### Task description
Can you find every line below that contains the string "trunk", with case counting, and copy each of those lines out in full?

### Data provided
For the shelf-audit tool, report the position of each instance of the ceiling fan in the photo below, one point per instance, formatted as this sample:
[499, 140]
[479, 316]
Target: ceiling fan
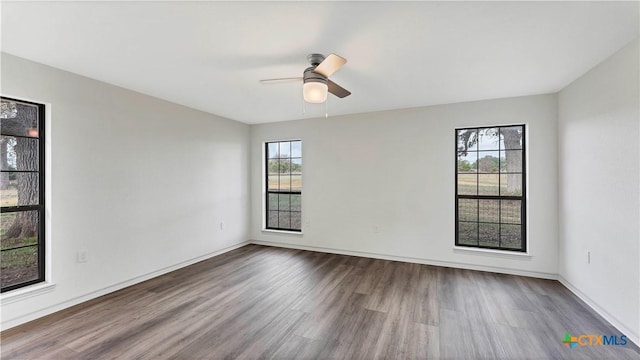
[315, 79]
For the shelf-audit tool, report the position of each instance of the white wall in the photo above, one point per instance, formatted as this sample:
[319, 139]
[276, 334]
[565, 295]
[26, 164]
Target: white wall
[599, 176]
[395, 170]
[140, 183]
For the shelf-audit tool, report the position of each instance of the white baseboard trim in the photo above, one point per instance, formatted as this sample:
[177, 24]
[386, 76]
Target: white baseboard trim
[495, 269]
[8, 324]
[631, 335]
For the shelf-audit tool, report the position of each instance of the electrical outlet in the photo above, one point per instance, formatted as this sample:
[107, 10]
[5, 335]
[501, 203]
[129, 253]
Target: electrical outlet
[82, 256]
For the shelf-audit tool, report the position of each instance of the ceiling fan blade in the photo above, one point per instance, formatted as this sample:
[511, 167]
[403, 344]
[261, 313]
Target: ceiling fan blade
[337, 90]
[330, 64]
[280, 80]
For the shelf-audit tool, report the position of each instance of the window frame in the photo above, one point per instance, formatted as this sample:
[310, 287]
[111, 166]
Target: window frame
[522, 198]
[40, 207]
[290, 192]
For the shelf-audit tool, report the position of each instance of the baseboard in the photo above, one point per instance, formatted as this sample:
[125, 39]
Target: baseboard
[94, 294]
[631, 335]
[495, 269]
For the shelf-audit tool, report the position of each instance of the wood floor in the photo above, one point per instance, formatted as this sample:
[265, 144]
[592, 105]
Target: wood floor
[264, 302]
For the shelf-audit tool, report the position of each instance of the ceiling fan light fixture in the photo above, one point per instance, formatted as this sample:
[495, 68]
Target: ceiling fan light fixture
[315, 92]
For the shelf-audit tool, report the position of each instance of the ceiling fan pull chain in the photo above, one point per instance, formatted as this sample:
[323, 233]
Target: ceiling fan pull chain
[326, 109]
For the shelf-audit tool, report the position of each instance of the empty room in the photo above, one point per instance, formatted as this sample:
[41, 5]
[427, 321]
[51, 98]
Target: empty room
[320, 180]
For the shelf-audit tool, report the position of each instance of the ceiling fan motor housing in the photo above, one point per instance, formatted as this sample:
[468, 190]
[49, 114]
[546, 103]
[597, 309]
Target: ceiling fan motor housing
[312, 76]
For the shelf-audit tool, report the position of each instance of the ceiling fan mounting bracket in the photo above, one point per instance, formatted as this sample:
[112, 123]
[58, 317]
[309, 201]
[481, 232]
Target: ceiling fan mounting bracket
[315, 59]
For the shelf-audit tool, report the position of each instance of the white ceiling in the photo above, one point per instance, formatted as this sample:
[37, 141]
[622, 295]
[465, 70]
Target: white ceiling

* * *

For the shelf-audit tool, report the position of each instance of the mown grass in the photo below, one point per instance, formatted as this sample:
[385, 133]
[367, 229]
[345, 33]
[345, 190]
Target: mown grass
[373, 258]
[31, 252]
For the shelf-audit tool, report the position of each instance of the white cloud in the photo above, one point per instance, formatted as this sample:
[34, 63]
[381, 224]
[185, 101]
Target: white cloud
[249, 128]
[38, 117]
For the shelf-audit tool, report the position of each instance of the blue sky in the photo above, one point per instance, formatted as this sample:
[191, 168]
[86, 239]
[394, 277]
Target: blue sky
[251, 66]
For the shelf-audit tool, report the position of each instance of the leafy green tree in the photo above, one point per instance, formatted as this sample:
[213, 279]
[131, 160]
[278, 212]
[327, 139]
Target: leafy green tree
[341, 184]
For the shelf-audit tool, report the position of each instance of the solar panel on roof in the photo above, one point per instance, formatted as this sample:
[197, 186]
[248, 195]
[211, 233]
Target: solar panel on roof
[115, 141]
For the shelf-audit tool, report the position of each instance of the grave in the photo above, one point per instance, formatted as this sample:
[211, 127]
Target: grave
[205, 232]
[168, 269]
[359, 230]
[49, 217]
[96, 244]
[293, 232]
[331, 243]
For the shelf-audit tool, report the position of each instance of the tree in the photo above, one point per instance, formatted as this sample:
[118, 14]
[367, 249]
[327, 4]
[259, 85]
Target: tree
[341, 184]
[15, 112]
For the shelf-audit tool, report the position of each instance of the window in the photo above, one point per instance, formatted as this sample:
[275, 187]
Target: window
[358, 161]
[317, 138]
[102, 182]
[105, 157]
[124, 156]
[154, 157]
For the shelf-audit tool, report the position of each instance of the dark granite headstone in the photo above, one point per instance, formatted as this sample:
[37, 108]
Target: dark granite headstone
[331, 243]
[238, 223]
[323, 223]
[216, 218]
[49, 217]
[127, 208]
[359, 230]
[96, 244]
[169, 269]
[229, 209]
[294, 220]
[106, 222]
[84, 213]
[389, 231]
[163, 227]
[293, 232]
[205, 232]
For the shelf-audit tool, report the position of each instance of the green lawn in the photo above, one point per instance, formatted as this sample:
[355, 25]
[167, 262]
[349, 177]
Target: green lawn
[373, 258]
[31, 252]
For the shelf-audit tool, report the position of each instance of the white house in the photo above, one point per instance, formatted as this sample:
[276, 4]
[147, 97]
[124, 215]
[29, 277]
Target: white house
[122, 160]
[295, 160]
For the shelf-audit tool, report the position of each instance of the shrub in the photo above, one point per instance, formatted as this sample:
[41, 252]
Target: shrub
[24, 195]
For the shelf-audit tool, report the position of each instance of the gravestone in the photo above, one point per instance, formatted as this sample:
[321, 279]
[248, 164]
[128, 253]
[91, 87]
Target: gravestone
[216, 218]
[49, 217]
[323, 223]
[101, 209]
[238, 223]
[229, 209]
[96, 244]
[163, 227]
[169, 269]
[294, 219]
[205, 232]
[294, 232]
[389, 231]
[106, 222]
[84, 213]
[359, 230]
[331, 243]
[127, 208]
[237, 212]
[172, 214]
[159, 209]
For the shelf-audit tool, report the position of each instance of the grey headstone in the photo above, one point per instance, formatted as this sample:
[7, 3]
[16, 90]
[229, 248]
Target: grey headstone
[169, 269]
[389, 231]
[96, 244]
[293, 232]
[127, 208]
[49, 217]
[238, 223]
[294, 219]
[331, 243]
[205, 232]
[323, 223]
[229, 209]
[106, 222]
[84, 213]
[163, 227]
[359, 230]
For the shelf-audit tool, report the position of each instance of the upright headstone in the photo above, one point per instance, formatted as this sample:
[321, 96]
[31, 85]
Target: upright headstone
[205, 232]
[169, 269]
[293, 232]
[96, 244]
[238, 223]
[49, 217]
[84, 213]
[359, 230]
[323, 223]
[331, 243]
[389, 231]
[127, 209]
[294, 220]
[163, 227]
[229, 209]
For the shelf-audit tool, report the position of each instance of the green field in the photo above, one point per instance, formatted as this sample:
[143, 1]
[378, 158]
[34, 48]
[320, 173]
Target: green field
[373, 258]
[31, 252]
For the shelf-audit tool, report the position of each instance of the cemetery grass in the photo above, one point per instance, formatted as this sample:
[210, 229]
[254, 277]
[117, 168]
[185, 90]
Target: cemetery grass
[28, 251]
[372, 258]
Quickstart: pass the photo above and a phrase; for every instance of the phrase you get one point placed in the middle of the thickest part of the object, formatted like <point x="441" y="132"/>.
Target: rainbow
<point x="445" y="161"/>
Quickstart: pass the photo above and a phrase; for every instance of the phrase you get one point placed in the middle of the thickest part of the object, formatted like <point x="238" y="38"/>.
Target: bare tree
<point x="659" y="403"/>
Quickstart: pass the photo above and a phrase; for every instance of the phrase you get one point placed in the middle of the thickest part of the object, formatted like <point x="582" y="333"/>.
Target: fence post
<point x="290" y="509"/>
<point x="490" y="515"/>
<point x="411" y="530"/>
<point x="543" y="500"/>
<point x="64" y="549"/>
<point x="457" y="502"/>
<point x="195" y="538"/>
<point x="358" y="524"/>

* * *

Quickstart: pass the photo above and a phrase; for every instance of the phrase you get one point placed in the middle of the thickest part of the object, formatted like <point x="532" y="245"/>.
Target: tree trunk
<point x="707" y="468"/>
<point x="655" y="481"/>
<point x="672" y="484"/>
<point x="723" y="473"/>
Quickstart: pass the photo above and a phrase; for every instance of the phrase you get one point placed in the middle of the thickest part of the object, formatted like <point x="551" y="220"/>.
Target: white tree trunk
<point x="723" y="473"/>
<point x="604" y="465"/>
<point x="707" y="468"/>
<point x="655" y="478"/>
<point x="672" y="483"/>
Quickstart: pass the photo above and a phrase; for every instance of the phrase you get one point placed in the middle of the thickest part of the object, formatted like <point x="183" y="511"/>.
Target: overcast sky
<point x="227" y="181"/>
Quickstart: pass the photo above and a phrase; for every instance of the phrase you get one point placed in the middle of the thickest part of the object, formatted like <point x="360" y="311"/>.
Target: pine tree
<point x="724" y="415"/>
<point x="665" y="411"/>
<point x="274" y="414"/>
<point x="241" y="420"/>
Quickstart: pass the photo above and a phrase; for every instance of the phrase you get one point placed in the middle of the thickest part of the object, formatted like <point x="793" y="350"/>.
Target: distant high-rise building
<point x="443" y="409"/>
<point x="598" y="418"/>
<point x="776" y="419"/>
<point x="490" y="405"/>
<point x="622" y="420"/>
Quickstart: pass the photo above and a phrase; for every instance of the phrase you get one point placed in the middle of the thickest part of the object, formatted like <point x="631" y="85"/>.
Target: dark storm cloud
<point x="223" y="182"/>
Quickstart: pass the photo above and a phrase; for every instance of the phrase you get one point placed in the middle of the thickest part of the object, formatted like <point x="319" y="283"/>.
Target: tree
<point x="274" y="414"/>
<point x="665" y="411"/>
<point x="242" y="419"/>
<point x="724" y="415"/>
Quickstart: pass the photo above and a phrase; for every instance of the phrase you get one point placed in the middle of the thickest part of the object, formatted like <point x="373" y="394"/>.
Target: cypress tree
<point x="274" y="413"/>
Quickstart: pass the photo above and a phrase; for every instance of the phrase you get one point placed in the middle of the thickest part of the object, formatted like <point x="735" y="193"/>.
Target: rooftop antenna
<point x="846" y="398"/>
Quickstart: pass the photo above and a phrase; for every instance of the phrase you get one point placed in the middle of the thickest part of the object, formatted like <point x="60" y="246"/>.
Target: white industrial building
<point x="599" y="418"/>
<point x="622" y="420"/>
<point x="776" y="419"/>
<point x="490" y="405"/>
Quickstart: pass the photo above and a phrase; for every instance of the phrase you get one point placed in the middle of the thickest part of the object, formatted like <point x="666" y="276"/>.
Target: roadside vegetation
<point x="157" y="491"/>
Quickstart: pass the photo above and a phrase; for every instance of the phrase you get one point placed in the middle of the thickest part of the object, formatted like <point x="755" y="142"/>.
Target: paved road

### Final result
Target: tree trunk
Target: white tree trunk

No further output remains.